Dataset entries:
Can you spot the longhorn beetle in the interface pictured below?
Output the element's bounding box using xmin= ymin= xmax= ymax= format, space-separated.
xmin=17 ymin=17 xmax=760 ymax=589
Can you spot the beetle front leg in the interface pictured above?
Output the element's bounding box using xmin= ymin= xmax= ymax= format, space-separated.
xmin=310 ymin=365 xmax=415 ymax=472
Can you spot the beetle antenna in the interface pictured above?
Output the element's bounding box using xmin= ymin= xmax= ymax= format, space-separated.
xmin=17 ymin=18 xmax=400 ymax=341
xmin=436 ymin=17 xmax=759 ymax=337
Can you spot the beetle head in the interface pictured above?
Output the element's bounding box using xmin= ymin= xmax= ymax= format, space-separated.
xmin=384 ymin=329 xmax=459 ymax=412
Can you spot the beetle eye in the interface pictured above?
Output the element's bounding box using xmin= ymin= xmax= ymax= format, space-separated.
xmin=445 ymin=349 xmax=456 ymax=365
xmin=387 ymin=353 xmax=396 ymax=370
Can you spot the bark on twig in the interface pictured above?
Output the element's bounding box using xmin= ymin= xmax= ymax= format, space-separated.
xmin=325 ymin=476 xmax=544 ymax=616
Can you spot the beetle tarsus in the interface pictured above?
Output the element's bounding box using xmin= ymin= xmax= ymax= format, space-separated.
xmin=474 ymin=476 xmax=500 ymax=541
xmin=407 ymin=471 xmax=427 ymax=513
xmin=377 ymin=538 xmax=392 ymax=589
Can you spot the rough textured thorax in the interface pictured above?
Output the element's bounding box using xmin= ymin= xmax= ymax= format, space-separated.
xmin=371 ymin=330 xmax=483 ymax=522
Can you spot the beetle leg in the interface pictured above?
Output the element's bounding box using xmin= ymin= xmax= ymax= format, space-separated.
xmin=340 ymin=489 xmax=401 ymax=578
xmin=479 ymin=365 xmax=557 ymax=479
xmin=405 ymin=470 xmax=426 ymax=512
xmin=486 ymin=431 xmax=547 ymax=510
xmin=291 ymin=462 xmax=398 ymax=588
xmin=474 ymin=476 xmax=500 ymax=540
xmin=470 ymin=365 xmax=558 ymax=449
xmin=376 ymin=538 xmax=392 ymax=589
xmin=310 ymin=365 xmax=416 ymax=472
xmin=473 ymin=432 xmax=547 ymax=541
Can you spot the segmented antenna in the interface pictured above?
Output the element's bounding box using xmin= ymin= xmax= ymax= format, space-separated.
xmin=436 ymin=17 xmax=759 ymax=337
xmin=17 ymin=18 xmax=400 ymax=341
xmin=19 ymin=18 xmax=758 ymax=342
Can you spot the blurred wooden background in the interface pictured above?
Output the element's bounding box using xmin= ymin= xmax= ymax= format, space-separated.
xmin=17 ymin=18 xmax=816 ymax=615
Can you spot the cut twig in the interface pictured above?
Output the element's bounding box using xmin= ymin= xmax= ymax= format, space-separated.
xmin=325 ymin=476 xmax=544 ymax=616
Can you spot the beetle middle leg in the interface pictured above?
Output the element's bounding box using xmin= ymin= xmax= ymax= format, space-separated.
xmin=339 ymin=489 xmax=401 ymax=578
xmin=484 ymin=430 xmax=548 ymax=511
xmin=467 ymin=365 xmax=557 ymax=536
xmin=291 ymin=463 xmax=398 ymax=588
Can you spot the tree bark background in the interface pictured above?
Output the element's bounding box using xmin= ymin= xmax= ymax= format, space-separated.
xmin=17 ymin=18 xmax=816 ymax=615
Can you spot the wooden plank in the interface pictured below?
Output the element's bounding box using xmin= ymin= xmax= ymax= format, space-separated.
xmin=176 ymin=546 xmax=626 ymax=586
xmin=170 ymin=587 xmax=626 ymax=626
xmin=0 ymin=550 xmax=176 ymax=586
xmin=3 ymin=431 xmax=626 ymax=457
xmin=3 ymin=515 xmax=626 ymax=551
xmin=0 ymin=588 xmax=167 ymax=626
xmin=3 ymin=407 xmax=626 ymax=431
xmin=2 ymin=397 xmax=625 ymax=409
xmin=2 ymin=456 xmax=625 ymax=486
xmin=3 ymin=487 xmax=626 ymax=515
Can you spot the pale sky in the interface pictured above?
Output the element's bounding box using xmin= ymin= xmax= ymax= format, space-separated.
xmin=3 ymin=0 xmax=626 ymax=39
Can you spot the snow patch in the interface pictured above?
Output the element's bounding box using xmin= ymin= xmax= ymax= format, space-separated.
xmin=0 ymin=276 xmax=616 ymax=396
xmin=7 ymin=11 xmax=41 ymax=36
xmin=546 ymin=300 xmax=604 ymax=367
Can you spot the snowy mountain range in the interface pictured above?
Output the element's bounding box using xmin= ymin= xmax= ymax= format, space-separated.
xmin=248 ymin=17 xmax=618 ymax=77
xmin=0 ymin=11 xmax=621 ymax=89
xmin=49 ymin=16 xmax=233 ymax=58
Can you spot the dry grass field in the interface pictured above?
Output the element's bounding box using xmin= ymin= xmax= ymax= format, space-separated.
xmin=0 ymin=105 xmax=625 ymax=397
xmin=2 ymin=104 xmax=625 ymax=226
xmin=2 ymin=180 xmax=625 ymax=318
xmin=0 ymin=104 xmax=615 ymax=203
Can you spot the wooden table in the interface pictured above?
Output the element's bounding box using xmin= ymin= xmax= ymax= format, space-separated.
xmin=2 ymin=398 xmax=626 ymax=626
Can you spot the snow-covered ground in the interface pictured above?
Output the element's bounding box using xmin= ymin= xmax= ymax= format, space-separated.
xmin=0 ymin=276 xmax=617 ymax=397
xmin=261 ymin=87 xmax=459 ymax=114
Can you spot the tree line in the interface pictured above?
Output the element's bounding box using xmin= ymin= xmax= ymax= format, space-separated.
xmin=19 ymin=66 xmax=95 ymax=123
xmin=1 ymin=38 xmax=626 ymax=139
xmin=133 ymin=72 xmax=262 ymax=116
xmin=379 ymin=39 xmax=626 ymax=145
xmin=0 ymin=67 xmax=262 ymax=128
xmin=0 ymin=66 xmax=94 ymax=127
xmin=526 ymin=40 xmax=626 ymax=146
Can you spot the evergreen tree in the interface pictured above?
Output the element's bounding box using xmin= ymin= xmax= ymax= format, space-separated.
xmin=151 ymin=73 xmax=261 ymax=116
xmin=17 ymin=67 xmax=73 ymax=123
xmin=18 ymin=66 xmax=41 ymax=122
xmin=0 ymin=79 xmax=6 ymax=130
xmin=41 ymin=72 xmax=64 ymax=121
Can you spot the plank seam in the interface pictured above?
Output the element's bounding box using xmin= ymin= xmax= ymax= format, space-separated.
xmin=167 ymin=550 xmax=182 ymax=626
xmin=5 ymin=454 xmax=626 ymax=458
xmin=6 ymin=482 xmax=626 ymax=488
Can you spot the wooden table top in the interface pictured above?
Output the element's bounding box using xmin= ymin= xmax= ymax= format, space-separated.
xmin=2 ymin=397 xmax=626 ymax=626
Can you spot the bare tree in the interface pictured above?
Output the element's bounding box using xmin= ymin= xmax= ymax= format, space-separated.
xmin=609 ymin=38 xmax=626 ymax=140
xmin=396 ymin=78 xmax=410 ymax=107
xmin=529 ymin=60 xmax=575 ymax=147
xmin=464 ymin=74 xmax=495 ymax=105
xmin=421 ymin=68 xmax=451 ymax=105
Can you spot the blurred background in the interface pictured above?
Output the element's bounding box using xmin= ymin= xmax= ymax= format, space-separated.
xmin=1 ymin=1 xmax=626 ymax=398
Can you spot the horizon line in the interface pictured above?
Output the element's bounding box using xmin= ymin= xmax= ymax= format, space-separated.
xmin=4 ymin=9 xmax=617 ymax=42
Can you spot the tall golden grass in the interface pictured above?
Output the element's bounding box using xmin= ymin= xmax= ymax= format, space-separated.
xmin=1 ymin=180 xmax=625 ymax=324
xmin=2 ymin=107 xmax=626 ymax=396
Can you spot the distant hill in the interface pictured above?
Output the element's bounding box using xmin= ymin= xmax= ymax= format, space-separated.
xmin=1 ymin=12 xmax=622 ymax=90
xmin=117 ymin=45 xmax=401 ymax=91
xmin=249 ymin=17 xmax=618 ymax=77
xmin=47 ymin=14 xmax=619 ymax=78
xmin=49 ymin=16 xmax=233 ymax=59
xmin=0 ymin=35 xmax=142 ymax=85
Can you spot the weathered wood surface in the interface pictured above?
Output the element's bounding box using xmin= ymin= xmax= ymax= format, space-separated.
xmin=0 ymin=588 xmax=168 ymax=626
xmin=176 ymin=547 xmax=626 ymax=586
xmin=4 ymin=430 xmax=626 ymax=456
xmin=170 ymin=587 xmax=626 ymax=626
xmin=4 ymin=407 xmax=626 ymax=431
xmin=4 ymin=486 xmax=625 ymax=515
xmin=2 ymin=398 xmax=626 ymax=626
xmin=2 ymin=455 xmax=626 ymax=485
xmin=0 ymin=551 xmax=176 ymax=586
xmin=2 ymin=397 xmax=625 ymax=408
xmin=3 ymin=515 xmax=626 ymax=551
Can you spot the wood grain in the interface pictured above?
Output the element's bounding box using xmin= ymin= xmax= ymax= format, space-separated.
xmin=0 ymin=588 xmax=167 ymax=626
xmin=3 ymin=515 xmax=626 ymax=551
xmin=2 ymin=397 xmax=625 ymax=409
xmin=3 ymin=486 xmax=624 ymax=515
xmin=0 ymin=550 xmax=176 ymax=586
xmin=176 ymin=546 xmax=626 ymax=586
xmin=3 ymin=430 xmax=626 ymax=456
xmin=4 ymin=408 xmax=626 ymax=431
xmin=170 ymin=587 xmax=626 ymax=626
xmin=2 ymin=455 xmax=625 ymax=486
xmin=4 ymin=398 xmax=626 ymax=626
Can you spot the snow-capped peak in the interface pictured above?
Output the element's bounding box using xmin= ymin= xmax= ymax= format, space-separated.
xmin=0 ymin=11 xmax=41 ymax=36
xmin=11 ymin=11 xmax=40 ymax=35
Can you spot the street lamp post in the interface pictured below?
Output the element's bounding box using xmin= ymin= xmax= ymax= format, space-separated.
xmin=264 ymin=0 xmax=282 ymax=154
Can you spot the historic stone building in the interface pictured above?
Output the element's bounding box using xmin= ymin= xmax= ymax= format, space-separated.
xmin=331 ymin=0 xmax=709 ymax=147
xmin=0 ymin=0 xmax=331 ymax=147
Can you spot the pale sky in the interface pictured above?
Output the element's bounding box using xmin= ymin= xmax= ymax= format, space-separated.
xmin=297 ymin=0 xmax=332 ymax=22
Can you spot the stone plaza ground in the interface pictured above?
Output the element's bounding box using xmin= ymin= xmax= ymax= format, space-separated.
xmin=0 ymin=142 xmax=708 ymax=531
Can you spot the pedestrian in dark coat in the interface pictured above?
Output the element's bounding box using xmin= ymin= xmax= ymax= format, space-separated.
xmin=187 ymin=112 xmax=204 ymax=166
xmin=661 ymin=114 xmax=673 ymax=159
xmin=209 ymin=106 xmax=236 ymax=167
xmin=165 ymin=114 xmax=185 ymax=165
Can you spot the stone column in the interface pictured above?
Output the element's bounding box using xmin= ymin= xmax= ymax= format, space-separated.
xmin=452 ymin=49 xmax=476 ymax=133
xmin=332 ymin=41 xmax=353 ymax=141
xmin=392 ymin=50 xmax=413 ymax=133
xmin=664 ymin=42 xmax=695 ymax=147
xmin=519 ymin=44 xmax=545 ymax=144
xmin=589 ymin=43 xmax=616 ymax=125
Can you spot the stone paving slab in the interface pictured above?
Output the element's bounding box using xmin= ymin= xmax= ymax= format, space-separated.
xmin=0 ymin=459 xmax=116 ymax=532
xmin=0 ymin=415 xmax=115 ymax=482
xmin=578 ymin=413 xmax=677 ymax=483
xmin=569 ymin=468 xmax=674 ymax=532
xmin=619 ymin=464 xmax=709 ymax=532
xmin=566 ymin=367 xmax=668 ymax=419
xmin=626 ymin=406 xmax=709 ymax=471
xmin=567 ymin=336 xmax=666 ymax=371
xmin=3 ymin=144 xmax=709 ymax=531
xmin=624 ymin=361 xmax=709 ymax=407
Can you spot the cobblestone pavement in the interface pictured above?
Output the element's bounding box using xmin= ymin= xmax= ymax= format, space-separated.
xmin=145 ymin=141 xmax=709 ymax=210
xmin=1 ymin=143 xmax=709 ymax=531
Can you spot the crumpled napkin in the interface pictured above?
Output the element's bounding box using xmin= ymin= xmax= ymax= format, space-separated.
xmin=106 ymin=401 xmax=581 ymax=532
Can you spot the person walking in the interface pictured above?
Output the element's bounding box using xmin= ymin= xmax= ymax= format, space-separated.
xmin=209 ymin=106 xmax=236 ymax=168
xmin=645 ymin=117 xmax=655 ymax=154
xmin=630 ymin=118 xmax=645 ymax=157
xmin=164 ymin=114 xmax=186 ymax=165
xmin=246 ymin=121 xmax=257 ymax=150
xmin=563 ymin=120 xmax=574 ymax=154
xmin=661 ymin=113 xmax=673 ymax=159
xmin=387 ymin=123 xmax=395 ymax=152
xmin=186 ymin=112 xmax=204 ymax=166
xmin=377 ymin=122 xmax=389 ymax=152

Aim of the task> Number of lines containing "table" in the data: state it and nothing more.

Response for this exercise> 2